= Task details =
Reproduce every record below exactly as it appears.
[start Record extracts]
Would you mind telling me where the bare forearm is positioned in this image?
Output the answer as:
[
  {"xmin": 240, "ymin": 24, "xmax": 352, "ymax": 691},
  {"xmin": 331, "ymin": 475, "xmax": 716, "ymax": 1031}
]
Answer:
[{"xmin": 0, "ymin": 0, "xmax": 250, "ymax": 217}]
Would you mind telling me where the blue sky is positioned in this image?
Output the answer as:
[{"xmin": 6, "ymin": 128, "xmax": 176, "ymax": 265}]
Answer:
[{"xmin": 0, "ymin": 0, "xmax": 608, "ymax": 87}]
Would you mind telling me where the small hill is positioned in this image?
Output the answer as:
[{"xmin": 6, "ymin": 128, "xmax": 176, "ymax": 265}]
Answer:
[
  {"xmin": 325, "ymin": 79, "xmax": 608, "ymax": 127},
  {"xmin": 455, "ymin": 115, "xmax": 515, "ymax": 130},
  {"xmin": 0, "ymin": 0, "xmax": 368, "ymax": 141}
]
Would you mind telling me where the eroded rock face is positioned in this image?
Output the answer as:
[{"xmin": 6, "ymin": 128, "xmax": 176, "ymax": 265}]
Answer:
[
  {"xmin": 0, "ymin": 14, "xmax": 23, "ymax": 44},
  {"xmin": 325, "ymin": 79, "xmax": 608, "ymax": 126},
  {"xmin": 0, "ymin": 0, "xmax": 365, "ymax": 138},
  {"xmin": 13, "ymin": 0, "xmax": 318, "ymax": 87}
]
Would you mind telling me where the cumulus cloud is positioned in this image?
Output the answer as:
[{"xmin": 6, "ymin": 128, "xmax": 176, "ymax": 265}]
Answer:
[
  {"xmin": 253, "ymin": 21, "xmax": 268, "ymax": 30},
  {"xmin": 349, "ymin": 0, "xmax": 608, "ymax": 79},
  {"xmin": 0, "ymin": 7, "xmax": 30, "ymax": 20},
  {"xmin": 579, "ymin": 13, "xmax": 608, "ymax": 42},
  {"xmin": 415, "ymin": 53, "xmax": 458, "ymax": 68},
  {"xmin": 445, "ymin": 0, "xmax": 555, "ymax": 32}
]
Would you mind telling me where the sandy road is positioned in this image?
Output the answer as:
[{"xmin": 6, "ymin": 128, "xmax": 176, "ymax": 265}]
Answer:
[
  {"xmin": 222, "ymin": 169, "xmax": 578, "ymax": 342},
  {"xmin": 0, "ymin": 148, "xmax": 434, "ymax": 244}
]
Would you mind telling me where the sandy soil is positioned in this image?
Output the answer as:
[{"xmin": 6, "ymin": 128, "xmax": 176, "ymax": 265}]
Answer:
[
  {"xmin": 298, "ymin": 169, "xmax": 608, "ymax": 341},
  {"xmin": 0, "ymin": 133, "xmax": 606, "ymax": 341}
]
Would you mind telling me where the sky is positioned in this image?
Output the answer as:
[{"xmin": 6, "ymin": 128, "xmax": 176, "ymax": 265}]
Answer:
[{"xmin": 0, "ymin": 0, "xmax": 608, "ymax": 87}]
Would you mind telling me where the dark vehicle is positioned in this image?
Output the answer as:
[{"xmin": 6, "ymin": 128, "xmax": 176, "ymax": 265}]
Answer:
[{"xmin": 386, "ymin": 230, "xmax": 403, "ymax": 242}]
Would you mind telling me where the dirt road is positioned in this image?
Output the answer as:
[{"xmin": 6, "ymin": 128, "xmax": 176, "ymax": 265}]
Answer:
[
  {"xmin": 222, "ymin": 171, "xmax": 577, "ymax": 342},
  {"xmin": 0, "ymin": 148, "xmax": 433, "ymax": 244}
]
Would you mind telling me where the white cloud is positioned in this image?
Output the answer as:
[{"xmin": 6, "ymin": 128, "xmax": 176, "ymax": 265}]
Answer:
[end Record extracts]
= Exercise solution =
Would you mind telling me where the bare forearm is positioned in this image?
Output the answer as:
[
  {"xmin": 240, "ymin": 24, "xmax": 352, "ymax": 691},
  {"xmin": 331, "ymin": 475, "xmax": 716, "ymax": 1031}
]
Answer:
[{"xmin": 0, "ymin": 0, "xmax": 250, "ymax": 217}]
Would you mind telling me where the blue sky is positioned in this image?
Output the answer as:
[{"xmin": 6, "ymin": 128, "xmax": 176, "ymax": 265}]
Answer:
[{"xmin": 0, "ymin": 0, "xmax": 608, "ymax": 87}]
Would you mind telling me where the small hill is positioned in this image?
Output the answer as:
[{"xmin": 6, "ymin": 128, "xmax": 176, "ymax": 265}]
Answer:
[
  {"xmin": 325, "ymin": 79, "xmax": 608, "ymax": 127},
  {"xmin": 455, "ymin": 115, "xmax": 515, "ymax": 130},
  {"xmin": 0, "ymin": 0, "xmax": 368, "ymax": 141}
]
Would you mind telling me where the eroded rock face is positioned in this image?
Output the answer as:
[{"xmin": 6, "ymin": 128, "xmax": 176, "ymax": 265}]
Answer:
[
  {"xmin": 0, "ymin": 14, "xmax": 23, "ymax": 44},
  {"xmin": 325, "ymin": 79, "xmax": 608, "ymax": 126},
  {"xmin": 0, "ymin": 0, "xmax": 365, "ymax": 138},
  {"xmin": 13, "ymin": 0, "xmax": 318, "ymax": 87}
]
Would you mind telling me where the cumulus cloud is positioned in this image?
Output the answer as:
[{"xmin": 6, "ymin": 128, "xmax": 176, "ymax": 265}]
Answer:
[
  {"xmin": 253, "ymin": 21, "xmax": 268, "ymax": 30},
  {"xmin": 349, "ymin": 0, "xmax": 608, "ymax": 79},
  {"xmin": 0, "ymin": 7, "xmax": 30, "ymax": 20},
  {"xmin": 579, "ymin": 13, "xmax": 608, "ymax": 42},
  {"xmin": 415, "ymin": 53, "xmax": 458, "ymax": 68},
  {"xmin": 445, "ymin": 0, "xmax": 555, "ymax": 32}
]
Would you mind telling me where the sandy road is positioned in this image?
Output the answer as:
[{"xmin": 6, "ymin": 128, "xmax": 176, "ymax": 265}]
Answer:
[
  {"xmin": 222, "ymin": 169, "xmax": 578, "ymax": 342},
  {"xmin": 0, "ymin": 148, "xmax": 434, "ymax": 244}
]
Would you mind telling me where the sandy soil is positioned in this image?
Output the answer as:
[{"xmin": 6, "ymin": 128, "xmax": 176, "ymax": 265}]
Answer:
[
  {"xmin": 298, "ymin": 169, "xmax": 608, "ymax": 341},
  {"xmin": 0, "ymin": 133, "xmax": 606, "ymax": 341}
]
Would you mind telling me where the sky is positioned in this image?
Output the answer as:
[{"xmin": 6, "ymin": 128, "xmax": 176, "ymax": 265}]
Answer:
[{"xmin": 0, "ymin": 0, "xmax": 608, "ymax": 87}]
Would you mind telling me where the dark vehicle is positioned in this image?
Output the answer as:
[{"xmin": 6, "ymin": 128, "xmax": 176, "ymax": 265}]
Answer:
[{"xmin": 386, "ymin": 230, "xmax": 403, "ymax": 242}]
Would you mind telling me where the dirt road is positioned in this image?
Output the answer as:
[{"xmin": 6, "ymin": 128, "xmax": 176, "ymax": 265}]
Answer:
[
  {"xmin": 222, "ymin": 171, "xmax": 577, "ymax": 342},
  {"xmin": 0, "ymin": 148, "xmax": 433, "ymax": 244}
]
Would you mind telling me where the white cloud is positioned in this image?
Output the answer as:
[{"xmin": 6, "ymin": 128, "xmax": 176, "ymax": 265}]
Answer:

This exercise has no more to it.